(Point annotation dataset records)

* * *

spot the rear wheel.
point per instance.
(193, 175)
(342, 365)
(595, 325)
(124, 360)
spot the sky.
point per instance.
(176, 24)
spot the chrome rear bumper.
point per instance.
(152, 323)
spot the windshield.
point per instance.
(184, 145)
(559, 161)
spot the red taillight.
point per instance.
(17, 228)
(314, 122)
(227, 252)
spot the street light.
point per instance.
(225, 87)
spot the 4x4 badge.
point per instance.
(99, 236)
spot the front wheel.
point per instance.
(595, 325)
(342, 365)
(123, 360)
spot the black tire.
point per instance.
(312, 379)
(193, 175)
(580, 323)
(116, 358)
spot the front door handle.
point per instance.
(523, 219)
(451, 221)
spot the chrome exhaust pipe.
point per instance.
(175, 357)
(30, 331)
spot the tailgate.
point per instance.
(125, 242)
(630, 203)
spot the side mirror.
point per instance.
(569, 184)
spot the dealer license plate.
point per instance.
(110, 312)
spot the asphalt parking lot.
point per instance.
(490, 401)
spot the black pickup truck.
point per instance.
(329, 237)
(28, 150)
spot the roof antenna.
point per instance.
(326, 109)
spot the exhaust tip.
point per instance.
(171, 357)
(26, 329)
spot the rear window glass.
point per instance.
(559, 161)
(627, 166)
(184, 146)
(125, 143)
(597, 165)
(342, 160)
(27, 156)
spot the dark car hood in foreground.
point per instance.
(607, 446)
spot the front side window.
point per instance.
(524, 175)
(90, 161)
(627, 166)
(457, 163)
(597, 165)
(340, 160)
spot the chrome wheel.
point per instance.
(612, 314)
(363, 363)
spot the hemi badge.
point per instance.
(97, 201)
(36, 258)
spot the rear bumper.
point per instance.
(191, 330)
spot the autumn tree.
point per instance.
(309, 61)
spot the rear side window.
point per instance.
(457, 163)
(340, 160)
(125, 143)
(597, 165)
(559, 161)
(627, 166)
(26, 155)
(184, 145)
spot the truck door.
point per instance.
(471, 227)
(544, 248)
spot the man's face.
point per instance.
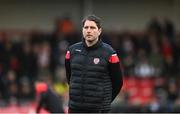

* * *

-- STATED GOAL --
Return every line of the data that contains the string "window", matching case exactly.

-- SOLUTION --
spot the rear window glass.
spot the front side window.
spot the rear side window.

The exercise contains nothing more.